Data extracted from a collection
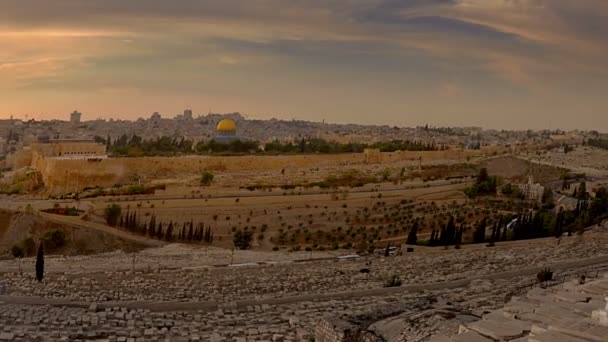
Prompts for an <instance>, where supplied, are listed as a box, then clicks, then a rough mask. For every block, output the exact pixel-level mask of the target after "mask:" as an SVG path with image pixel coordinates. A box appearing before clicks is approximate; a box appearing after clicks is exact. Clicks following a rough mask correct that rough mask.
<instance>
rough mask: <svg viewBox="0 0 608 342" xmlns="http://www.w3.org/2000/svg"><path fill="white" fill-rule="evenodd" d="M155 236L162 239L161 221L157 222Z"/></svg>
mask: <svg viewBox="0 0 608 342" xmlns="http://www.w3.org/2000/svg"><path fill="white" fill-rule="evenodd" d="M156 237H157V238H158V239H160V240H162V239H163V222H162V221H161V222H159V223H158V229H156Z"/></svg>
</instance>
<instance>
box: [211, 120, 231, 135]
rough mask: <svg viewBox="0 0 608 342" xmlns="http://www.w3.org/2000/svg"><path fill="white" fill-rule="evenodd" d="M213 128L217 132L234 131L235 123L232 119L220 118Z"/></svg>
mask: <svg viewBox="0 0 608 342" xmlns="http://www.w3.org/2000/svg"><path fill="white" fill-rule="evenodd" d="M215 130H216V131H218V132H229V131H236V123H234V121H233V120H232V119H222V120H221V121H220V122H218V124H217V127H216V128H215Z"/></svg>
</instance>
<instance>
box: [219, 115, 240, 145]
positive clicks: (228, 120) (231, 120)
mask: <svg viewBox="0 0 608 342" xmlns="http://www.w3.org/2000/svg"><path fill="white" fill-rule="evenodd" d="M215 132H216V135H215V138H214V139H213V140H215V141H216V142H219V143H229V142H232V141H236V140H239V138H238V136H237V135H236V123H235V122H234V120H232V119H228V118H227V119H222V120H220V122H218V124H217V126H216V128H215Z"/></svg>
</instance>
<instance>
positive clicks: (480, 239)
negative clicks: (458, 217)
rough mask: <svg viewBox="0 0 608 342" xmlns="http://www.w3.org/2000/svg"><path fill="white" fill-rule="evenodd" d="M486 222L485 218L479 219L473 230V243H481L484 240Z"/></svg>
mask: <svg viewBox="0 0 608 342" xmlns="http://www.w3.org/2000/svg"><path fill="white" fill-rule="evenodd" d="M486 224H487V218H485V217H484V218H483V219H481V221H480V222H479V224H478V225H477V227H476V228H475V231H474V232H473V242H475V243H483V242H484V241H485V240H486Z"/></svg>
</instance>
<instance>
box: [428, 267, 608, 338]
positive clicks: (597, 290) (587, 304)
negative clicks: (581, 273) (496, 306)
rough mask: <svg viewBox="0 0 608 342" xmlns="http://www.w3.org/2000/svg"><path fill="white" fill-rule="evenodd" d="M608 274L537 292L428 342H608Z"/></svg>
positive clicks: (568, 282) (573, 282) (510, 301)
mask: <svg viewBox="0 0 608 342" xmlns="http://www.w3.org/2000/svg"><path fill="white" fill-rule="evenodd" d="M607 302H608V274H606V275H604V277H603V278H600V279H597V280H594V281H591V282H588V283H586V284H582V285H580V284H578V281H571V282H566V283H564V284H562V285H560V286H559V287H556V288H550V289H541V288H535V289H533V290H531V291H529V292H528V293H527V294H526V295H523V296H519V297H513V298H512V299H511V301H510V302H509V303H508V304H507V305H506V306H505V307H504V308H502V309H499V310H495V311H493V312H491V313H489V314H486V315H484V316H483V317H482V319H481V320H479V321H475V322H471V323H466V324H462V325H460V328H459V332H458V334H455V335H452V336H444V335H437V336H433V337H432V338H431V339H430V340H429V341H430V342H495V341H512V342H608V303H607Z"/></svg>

==

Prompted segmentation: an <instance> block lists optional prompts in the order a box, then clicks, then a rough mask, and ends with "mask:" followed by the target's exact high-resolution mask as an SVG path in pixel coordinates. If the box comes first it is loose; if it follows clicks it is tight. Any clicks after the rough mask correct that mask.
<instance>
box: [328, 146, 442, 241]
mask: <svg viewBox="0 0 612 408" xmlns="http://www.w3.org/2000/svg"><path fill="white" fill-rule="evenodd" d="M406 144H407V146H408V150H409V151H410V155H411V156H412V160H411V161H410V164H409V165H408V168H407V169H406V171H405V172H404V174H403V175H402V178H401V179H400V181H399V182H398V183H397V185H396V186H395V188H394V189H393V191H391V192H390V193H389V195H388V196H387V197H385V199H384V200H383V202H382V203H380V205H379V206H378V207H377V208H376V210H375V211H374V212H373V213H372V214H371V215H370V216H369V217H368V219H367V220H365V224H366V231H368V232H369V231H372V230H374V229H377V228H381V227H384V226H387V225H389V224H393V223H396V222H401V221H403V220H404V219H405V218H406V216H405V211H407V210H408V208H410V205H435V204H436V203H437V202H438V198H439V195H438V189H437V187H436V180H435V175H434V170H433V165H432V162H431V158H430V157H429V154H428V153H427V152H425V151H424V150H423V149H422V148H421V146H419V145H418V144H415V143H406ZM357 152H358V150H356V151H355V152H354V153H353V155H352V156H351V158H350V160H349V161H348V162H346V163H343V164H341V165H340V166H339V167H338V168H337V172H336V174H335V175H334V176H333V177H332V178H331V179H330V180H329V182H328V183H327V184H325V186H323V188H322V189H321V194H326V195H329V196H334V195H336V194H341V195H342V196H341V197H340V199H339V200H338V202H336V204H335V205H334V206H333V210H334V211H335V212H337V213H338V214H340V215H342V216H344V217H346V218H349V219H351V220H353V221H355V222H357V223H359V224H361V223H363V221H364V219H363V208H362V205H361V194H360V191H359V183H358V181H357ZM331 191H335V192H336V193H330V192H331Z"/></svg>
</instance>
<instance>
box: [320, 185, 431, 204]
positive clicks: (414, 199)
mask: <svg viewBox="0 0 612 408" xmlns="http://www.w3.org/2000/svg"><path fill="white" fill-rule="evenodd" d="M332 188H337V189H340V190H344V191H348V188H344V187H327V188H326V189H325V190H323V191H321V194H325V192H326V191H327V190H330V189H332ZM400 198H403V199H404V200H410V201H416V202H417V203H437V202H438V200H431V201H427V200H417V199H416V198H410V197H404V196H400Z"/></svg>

■ Exercise instructions
Return the span of lines in the data above that opens at the line with "Prompts for an" and closes at the line with "negative clicks: (458, 217)", exactly, ends included, nothing else.

■ Solution
Prompts for an <instance>, where supplied, are listed as a box, then clicks, then a rough mask. For every block, output the exact pixel-level mask of the target after "mask:" as an SVG path with image pixel coordinates. A box appearing before clicks is approximate; a box appearing after clicks is exact. Clicks following a rough mask correct that rough mask.
<instance>
rough mask: <svg viewBox="0 0 608 342" xmlns="http://www.w3.org/2000/svg"><path fill="white" fill-rule="evenodd" d="M155 236L162 239L161 221L157 222Z"/></svg>
mask: <svg viewBox="0 0 608 342" xmlns="http://www.w3.org/2000/svg"><path fill="white" fill-rule="evenodd" d="M156 237H157V238H158V239H160V240H162V239H163V222H162V221H161V222H159V223H158V229H156Z"/></svg>
</instance>
<instance>
box: [211, 120, 231, 135]
rough mask: <svg viewBox="0 0 608 342" xmlns="http://www.w3.org/2000/svg"><path fill="white" fill-rule="evenodd" d="M213 128L217 132L234 131L235 123L232 119L220 118Z"/></svg>
mask: <svg viewBox="0 0 608 342" xmlns="http://www.w3.org/2000/svg"><path fill="white" fill-rule="evenodd" d="M215 130H216V131H218V132H229V131H236V123H234V121H233V120H232V119H222V120H221V121H220V122H218V124H217V127H216V128H215Z"/></svg>
</instance>
<instance>
box: [219, 115, 240, 145]
positive clicks: (228, 120) (231, 120)
mask: <svg viewBox="0 0 608 342" xmlns="http://www.w3.org/2000/svg"><path fill="white" fill-rule="evenodd" d="M215 132H216V135H215V138H214V139H213V140H215V141H216V142H219V143H229V142H232V141H236V140H239V138H238V136H237V135H236V123H235V122H234V120H232V119H228V118H227V119H222V120H220V122H218V124H217V126H216V128H215Z"/></svg>
</instance>
<instance>
positive clicks: (480, 239)
negative clicks: (458, 217)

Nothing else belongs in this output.